** Data section follows **

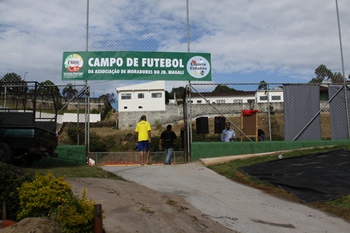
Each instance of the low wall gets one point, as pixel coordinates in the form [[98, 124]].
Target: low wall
[[200, 150]]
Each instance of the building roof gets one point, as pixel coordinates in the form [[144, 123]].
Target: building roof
[[150, 86], [225, 94]]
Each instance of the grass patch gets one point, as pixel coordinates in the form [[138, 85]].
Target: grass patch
[[79, 172], [339, 206]]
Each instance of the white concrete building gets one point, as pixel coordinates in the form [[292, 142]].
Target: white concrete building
[[273, 96], [142, 97]]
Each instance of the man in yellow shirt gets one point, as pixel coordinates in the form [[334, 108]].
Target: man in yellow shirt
[[143, 138]]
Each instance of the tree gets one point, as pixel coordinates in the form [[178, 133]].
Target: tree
[[107, 100], [69, 91], [223, 88], [323, 72], [263, 85]]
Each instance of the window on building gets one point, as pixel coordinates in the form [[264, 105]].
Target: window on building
[[157, 95], [276, 97], [126, 96], [220, 101]]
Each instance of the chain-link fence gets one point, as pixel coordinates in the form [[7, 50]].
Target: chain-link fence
[[264, 111], [249, 41]]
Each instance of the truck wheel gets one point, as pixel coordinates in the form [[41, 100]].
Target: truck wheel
[[5, 153]]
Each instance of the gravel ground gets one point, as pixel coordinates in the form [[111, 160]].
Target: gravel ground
[[234, 206]]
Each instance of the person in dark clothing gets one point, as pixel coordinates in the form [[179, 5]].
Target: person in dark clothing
[[261, 135], [182, 134], [166, 140]]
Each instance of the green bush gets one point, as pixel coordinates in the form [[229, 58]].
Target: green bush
[[73, 131], [51, 197], [10, 179], [97, 143]]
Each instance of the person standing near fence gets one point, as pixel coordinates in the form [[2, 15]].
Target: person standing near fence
[[167, 139], [228, 135], [143, 138]]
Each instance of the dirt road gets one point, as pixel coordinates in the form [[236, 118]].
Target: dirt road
[[234, 206]]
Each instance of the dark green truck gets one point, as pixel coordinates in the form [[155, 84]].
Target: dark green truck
[[28, 117]]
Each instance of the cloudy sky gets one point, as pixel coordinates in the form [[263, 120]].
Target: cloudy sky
[[249, 40]]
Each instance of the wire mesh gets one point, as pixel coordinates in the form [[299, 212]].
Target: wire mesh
[[249, 41], [257, 111]]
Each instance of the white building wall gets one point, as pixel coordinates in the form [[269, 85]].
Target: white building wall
[[273, 96], [222, 99], [153, 97]]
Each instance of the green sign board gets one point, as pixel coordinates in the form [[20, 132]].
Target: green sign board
[[107, 65]]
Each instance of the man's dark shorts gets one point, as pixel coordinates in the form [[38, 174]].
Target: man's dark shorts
[[143, 145]]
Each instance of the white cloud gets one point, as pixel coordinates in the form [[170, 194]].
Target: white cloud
[[268, 39]]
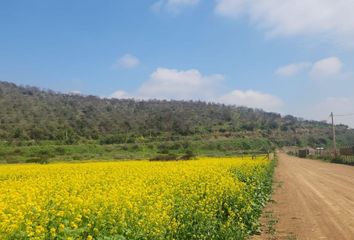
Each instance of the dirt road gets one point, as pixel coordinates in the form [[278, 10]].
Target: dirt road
[[313, 200]]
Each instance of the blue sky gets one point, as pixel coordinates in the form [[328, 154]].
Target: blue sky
[[293, 56]]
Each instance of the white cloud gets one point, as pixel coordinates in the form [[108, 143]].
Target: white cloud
[[338, 105], [167, 83], [292, 69], [173, 6], [329, 18], [75, 92], [126, 61], [323, 69], [326, 68], [253, 99]]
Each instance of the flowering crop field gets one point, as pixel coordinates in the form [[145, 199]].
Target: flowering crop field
[[206, 198]]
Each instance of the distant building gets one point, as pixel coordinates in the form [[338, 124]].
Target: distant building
[[347, 151]]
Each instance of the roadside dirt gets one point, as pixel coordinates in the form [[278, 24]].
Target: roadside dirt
[[312, 200]]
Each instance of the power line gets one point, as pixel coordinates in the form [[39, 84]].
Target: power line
[[344, 115]]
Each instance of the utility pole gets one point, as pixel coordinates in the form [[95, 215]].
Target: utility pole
[[334, 135]]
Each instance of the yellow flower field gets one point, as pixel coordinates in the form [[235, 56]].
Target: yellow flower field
[[206, 198]]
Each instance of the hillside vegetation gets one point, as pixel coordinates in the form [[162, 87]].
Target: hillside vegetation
[[31, 117]]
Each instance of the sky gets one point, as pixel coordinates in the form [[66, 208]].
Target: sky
[[287, 56]]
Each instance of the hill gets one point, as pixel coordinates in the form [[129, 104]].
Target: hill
[[30, 116]]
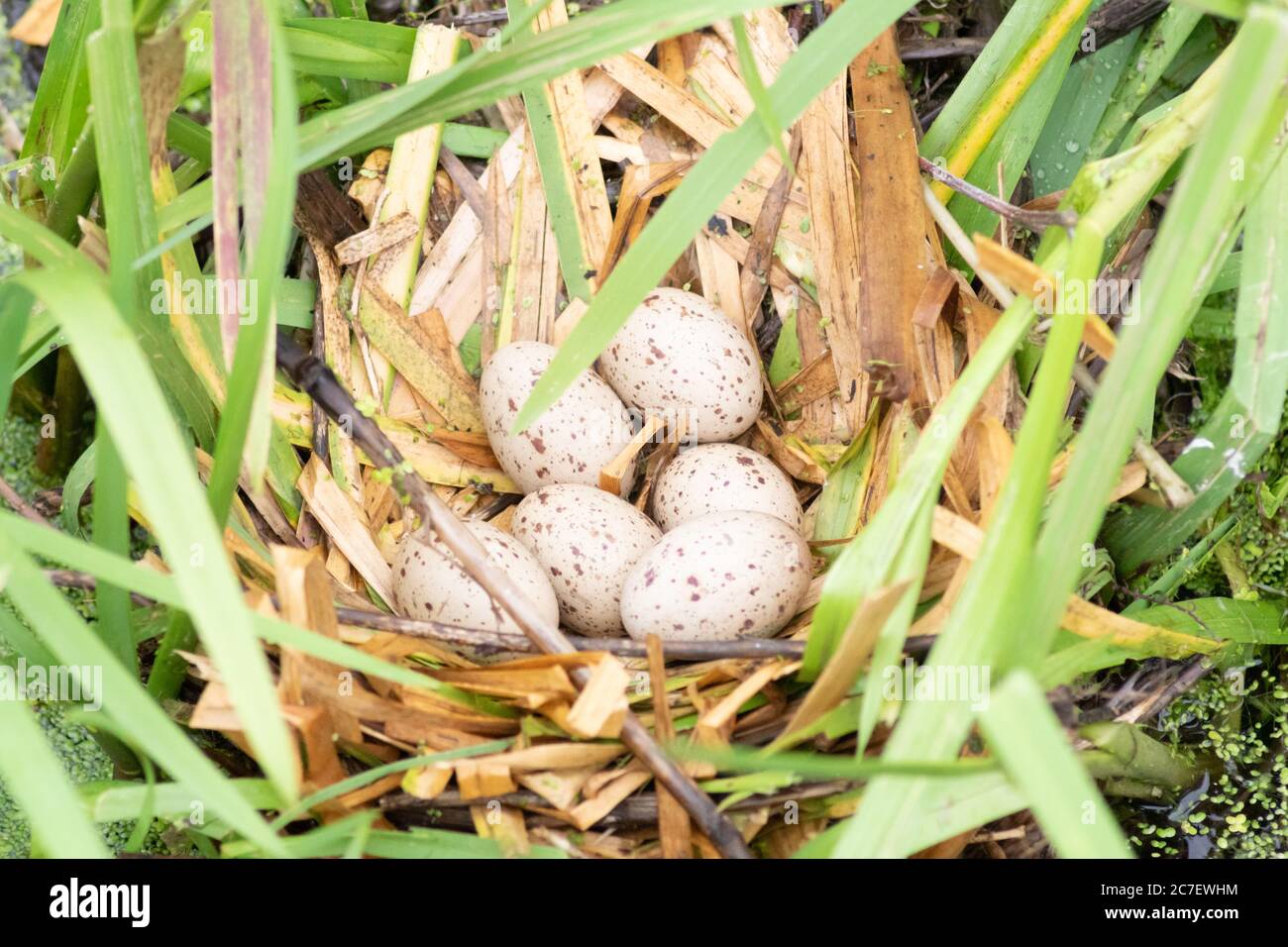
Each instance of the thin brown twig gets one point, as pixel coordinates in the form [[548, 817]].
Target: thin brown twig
[[21, 506], [494, 642], [1035, 221], [313, 376]]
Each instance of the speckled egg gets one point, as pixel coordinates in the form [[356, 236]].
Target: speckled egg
[[430, 582], [712, 478], [678, 359], [717, 578], [581, 432], [588, 541]]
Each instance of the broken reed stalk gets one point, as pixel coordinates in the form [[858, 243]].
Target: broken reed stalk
[[320, 382], [1034, 221], [497, 642]]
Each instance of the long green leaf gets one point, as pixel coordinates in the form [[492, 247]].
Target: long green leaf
[[1247, 419], [1025, 735], [159, 463], [1243, 134], [822, 55], [37, 780], [124, 698]]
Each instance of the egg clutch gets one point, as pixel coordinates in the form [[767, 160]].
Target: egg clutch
[[721, 556]]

** End of Data section **

§ Problem requirements: Could you repeat all of the entries exactly, without any of the images?

§ Answer to this exercise:
Each instance of the low wall gets one point, as pixel coordinates in the form [[98, 124]].
Target: low wall
[[200, 150]]
Each instance of the building roof gets one point, as pixel coordinates in the form [[144, 123]].
Target: building roof
[[150, 86], [225, 94]]
Each instance of the grass patch gets one point, as pixel coordinates in the form [[138, 85]].
Target: grass patch
[[79, 172], [339, 206]]
Each instance of the white concrete building gets one point, as pixel coordinates in the form [[292, 142]].
Target: white concrete building
[[273, 96], [142, 97]]
Each instance of the man in yellow shirt gets one point, as pixel coordinates in the form [[334, 108]].
Target: man in yellow shirt
[[143, 138]]
Each instance of the tree gets one point, as pixel coordinates in the form [[178, 133]].
Target: tree
[[107, 100], [69, 91], [223, 88], [323, 72], [263, 85]]
Each instance of the window on building gets one point, as pixel coordinates in the form [[264, 105]].
Target: window on building
[[157, 95], [276, 97], [126, 96], [220, 101]]
Each instance of the chain-link fence gets one point, as pixel coordinates in the form [[7, 50]].
Target: chain-link fence
[[264, 111], [249, 41]]
Each instance of the truck wheel gets one point, as pixel coordinates in the form [[41, 100]].
Target: truck wheel
[[5, 153]]
Each instance of the gravel ground gets one point, as pixel coordinates in the form [[111, 160]].
Target: gravel ground
[[234, 206]]
Each instance of the person in dark clothing gets one point, as pixel coordinates in the form [[179, 5]].
Target: person in dark clothing
[[261, 135], [182, 134], [166, 140]]
Each instance of the green bush gets one point, as pixel coordinates in the form [[229, 58]].
Target: green bush
[[73, 131], [51, 197], [10, 179], [97, 143]]
Each instance of the person standing near fence gets one point, as pixel coordinates in the form [[2, 15]].
Target: person standing near fence
[[167, 139], [228, 135], [143, 138]]
Each instance of the dirt road gets one point, as pixel coordinates in the form [[236, 118]].
Target: dirt road
[[234, 206]]
Each instance of the dark green truck gets one point, as pixel coordinates in the form [[155, 84]].
Target: dark green truck
[[28, 117]]
Each instance of the cloudy sky gets one point, as pixel coordinates in the form [[263, 120]].
Target: cloudy sky
[[249, 40]]
Each instance of the wire mesh gets one point, as pixel coordinates in the form [[299, 212]].
Target: wire mesh
[[249, 41], [257, 111]]
Each instance of the white building wall gets one point, as pixel coordinates in the form [[269, 85]].
Target: white building wall
[[273, 96], [222, 99], [153, 97]]
Each instance of the green sign board gets one point, as pixel coordinates in the form [[20, 132]].
Target: green sign board
[[107, 65]]
Each instance of the man's dark shorts gets one point, as pixel coordinates in the form [[38, 174]].
Target: man's dark shorts
[[143, 145]]
Each instance of the white cloud gets one point, as pixel coordinates in the form [[170, 194]].
Target: white cloud
[[268, 39]]
Each instance of the dirt road gets one point, as pixel coordinates in the form [[278, 10]].
Target: dirt road
[[313, 200]]
Each instance of the blue sky gets one point, as pixel coordinates in the form [[328, 154]].
Target: blue sky
[[293, 56]]
Each instance of the white cloud gets one point, as pixel coordinates in the form [[108, 143]].
Target: white cloud
[[338, 105], [167, 83], [292, 69], [173, 6], [329, 18], [75, 92], [126, 61], [323, 69], [326, 68], [253, 99]]
Each instance of the flowering crop field gets one point, as pixel coordinates in the form [[145, 199]].
Target: flowering crop field
[[206, 198]]
Each instance of the distant building gets one point, as pixel coordinates in the form [[338, 124]].
Target: distant building
[[347, 151]]
Each instance of the roadside dirt gets one point, as pixel coordinates in the form [[278, 24]].
Target: roadside dirt
[[312, 200]]
Each instance of the power line gets one point, as pixel coordinates in the form [[39, 84]].
Target: power line
[[344, 115]]
Each instance of the utility pole gets one point, as pixel coordinates in the form [[95, 215]].
Target: utility pole
[[334, 135]]
Each instance of the yellow flower field gets one point, as pixel coordinates in the form [[235, 56]].
Target: yellow flower field
[[206, 198]]
Each instance of the hillside vegetation gets one point, as pixel coordinates in the form [[162, 87]].
Target: hillside vegetation
[[31, 117]]
Each instance of the sky gets one point, as pixel coordinates in the form [[66, 208]].
Target: sky
[[287, 56]]
Each instance of the hill gets one point, as pixel coordinates in the form [[129, 104]].
Target: hill
[[30, 116]]
Each instance of the thin brown twig gets one point, as pixel coordinates in the form [[548, 817]].
Target: thin brown twig
[[21, 506], [494, 642], [1035, 221], [313, 376]]
Each instance of the speckled egg gets one point, as pixel coordinates in the form [[356, 236]].
Target: speckled egg
[[430, 582], [712, 478], [678, 359], [717, 578], [581, 432], [588, 541]]
Each instance of the broken reed stalk gets one point, as pixel coordinates in the form [[858, 243]].
Target: broken reed stalk
[[320, 382], [1034, 221], [497, 642]]
Each instance of the long green leaf gets one point, as pixel coordinates in the form [[492, 247]].
Target: long green leaf
[[1247, 419], [1025, 735], [159, 463], [1243, 134], [822, 55], [37, 780], [124, 698]]
Each instance of the egg clutch gets one point, as pixel coordinates in the form [[767, 160]].
Target: egg clutch
[[721, 556]]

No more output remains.